Extracted records =>
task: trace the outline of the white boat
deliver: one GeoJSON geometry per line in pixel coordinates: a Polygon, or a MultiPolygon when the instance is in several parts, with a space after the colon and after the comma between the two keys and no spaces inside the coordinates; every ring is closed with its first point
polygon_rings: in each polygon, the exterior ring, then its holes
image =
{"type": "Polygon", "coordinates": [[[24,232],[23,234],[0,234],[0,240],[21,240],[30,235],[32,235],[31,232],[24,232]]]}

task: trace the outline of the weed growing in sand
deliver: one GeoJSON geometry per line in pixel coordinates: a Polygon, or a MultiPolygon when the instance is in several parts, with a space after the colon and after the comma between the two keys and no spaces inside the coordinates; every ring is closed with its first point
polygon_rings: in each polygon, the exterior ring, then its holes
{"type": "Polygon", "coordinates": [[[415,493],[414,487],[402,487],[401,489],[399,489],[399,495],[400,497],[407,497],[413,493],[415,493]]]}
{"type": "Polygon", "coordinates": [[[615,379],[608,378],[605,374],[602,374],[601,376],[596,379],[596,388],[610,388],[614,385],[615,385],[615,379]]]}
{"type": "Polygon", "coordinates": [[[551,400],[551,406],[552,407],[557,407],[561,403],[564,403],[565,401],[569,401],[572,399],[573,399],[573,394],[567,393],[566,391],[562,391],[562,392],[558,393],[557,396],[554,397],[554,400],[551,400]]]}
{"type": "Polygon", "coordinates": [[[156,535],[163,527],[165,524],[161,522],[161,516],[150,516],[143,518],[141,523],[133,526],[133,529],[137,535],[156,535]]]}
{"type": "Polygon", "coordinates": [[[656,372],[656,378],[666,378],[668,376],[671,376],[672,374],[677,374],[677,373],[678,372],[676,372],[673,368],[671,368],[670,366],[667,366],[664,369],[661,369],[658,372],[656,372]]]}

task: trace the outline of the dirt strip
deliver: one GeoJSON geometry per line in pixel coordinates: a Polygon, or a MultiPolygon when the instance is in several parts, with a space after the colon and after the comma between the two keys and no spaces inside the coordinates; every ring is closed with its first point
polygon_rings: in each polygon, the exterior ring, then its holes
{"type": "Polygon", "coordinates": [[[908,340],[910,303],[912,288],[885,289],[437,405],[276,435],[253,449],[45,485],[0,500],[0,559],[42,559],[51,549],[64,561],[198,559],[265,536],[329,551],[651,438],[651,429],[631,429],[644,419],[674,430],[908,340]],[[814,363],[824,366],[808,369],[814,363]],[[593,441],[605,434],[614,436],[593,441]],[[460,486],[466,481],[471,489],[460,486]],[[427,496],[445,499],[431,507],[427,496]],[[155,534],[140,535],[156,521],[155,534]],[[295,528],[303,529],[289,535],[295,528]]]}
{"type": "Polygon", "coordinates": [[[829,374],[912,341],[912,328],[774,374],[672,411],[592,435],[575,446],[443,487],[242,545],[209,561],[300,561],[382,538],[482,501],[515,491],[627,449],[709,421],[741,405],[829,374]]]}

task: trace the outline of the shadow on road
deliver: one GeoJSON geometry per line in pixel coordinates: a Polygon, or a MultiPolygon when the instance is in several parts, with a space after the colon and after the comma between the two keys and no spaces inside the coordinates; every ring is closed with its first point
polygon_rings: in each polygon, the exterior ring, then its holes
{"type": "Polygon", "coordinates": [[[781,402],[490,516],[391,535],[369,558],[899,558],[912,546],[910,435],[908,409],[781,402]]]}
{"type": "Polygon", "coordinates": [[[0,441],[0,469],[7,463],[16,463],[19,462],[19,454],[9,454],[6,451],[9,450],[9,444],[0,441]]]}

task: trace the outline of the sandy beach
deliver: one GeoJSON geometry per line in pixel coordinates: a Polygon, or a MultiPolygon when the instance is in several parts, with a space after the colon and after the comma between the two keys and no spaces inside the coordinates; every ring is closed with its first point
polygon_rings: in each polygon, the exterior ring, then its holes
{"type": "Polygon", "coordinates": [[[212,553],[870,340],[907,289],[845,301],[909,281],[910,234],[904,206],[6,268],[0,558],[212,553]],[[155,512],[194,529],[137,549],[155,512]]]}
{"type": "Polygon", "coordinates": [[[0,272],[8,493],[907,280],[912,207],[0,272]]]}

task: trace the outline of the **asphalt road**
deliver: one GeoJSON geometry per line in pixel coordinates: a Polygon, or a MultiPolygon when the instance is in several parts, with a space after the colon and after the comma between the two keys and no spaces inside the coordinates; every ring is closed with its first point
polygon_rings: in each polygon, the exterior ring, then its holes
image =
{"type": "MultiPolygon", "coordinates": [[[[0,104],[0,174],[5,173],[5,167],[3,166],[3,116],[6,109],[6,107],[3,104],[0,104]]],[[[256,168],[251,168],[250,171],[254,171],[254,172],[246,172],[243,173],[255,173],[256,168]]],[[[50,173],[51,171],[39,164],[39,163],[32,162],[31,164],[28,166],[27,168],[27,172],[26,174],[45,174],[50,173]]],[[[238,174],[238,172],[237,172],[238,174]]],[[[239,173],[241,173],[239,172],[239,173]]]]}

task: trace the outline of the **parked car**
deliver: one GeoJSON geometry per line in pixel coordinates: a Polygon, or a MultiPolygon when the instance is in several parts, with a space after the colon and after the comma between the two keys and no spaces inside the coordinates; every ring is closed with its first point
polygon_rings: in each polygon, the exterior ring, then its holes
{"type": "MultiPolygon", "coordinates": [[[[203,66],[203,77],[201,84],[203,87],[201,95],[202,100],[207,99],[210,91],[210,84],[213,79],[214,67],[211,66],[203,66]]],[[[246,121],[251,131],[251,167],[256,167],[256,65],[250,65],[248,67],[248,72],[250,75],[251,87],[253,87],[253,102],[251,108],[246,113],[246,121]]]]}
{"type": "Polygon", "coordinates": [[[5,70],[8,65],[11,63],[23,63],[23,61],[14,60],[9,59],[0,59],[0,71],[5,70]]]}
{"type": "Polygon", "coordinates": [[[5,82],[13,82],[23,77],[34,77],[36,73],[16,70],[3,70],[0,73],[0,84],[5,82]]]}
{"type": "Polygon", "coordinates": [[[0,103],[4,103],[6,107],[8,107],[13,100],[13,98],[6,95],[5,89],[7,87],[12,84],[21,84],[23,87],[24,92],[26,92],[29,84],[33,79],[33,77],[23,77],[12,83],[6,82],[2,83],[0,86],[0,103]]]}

Requirement => Would you copy out each line exactly as written?

Task solution =>
task: trace the outline of the white boat
deliver: one GeoJSON geometry per line in pixel coordinates: a Polygon, or a MultiPolygon when the instance is in several parts, with a space after the colon and after the comma between the two keys and no spaces inside the coordinates; every ring is closed with its first point
polygon_rings: in each polygon, the exterior ring, then its holes
image =
{"type": "Polygon", "coordinates": [[[24,232],[23,234],[0,234],[0,240],[21,240],[30,235],[32,235],[31,232],[24,232]]]}

task: trace the outline of the weed growing in sand
deliver: one GeoJSON geometry per line in pixel coordinates: a Polygon, or a MultiPolygon when the instance is in several parts, with a space after the colon and after the comma between the two keys and no spaces inside the coordinates; every ring is closed with its first point
polygon_rings: in each polygon, the exterior ring, then its holes
{"type": "Polygon", "coordinates": [[[415,493],[414,487],[402,487],[401,489],[399,489],[399,495],[400,497],[407,497],[413,493],[415,493]]]}
{"type": "Polygon", "coordinates": [[[615,379],[608,378],[605,374],[602,374],[601,376],[596,379],[596,388],[610,388],[614,385],[615,385],[615,379]]]}
{"type": "Polygon", "coordinates": [[[551,400],[551,406],[552,407],[557,407],[561,403],[564,403],[565,401],[569,401],[572,399],[573,399],[573,394],[567,393],[566,391],[562,391],[562,392],[558,393],[557,396],[554,397],[554,400],[551,400]]]}
{"type": "Polygon", "coordinates": [[[156,535],[163,527],[165,524],[161,522],[161,516],[150,516],[143,518],[141,523],[133,526],[133,529],[137,535],[156,535]]]}
{"type": "Polygon", "coordinates": [[[656,372],[656,378],[666,378],[668,376],[671,376],[672,374],[677,374],[677,373],[678,372],[676,372],[673,368],[671,368],[670,366],[667,366],[664,369],[661,369],[658,372],[656,372]]]}

task: trace the outline of the dirt strip
deliver: one GeoJSON geometry per line in pixel coordinates: a Polygon, or a MultiPolygon when the instance is in several parts, with a space after the colon and after the comma between the two keys and no spaces inside the coordinates; every ring is closed with its first point
polygon_rings: in each polygon, the exterior ring, then its holes
{"type": "Polygon", "coordinates": [[[908,340],[910,303],[912,288],[885,289],[437,405],[276,435],[253,449],[45,485],[0,500],[0,559],[42,559],[51,549],[64,561],[198,559],[265,536],[329,551],[651,438],[651,429],[631,429],[644,419],[674,430],[908,340]],[[814,363],[824,366],[808,369],[814,363]],[[593,441],[605,434],[614,436],[593,441]],[[460,486],[466,481],[471,489],[460,486]],[[427,496],[445,499],[431,507],[427,496]],[[155,534],[140,535],[156,521],[155,534]],[[295,528],[303,529],[289,535],[295,528]]]}
{"type": "Polygon", "coordinates": [[[829,374],[912,341],[912,328],[774,374],[672,411],[592,435],[575,446],[443,487],[242,545],[209,561],[300,561],[382,538],[482,501],[515,491],[627,449],[709,421],[741,405],[829,374]]]}

task: trace the outline of the shadow on road
deliver: one GeoJSON geometry per line in pixel coordinates: a Polygon, or a MultiPolygon when the instance is in several parts, with a space after the colon and after the comma between the two keys and no spaces inside the coordinates; every ring is closed with its first point
polygon_rings: in each polygon, the exterior ring, then its holes
{"type": "Polygon", "coordinates": [[[781,402],[490,516],[391,535],[369,558],[899,558],[912,546],[910,435],[908,409],[781,402]]]}
{"type": "Polygon", "coordinates": [[[0,441],[0,469],[7,463],[16,463],[19,462],[19,454],[9,454],[6,451],[9,450],[9,444],[0,441]]]}

task: trace the outline of the sandy beach
deliver: one GeoJSON geometry per line in pixel coordinates: a Polygon, or a MultiPolygon when the instance is in several parts, with a space after the colon and after the comma between the two keys and no spaces inside the coordinates; every ring is closed with its first point
polygon_rings: in each polygon, the exterior ring, then its holes
{"type": "Polygon", "coordinates": [[[212,553],[870,340],[907,289],[845,301],[909,281],[910,234],[904,206],[6,268],[0,558],[212,553]],[[155,512],[194,529],[137,549],[155,512]]]}
{"type": "Polygon", "coordinates": [[[0,272],[8,493],[907,280],[912,207],[0,272]]]}

task: trace the outline of the **asphalt road**
deliver: one GeoJSON geometry per line in pixel coordinates: a Polygon, or a MultiPolygon when the instance is in several parts, with a space after the colon and after the comma between the two keys and no spaces inside the coordinates; every ring is closed with its first point
polygon_rings: in each polygon, the exterior ring, then its holes
image =
{"type": "MultiPolygon", "coordinates": [[[[0,104],[0,174],[5,173],[5,167],[3,166],[3,116],[6,109],[6,107],[3,104],[0,104]]],[[[256,168],[251,168],[250,171],[254,171],[254,172],[246,172],[243,173],[255,173],[256,168]]],[[[50,173],[51,171],[39,164],[39,163],[32,162],[31,164],[28,166],[27,168],[27,172],[26,174],[45,174],[50,173]]],[[[238,174],[238,172],[237,172],[238,174]]],[[[239,173],[241,173],[239,172],[239,173]]]]}

task: trace the outline of the **parked car**
deliver: one GeoJSON geometry per line in pixel coordinates: a Polygon, or a MultiPolygon when the instance is in several parts, with a space after the colon and after the comma between the two keys and no spaces inside the coordinates; every ring is closed with its first point
polygon_rings: in each polygon, the exterior ring, then its holes
{"type": "MultiPolygon", "coordinates": [[[[203,66],[203,77],[201,84],[203,87],[201,95],[202,100],[207,99],[210,91],[210,84],[213,79],[214,67],[211,66],[203,66]]],[[[246,121],[251,131],[251,167],[256,167],[256,65],[250,65],[248,67],[248,72],[250,75],[251,87],[253,87],[253,102],[251,108],[246,113],[246,121]]]]}
{"type": "Polygon", "coordinates": [[[5,70],[8,65],[11,63],[23,63],[23,61],[14,60],[9,59],[0,59],[0,71],[5,70]]]}
{"type": "Polygon", "coordinates": [[[5,82],[13,82],[23,77],[34,77],[36,73],[16,70],[3,70],[0,73],[0,84],[5,82]]]}
{"type": "Polygon", "coordinates": [[[0,103],[4,103],[6,107],[8,107],[13,100],[13,98],[6,95],[5,89],[7,87],[12,84],[21,84],[23,87],[24,92],[26,92],[29,84],[33,79],[33,77],[23,77],[12,83],[6,82],[2,83],[0,86],[0,103]]]}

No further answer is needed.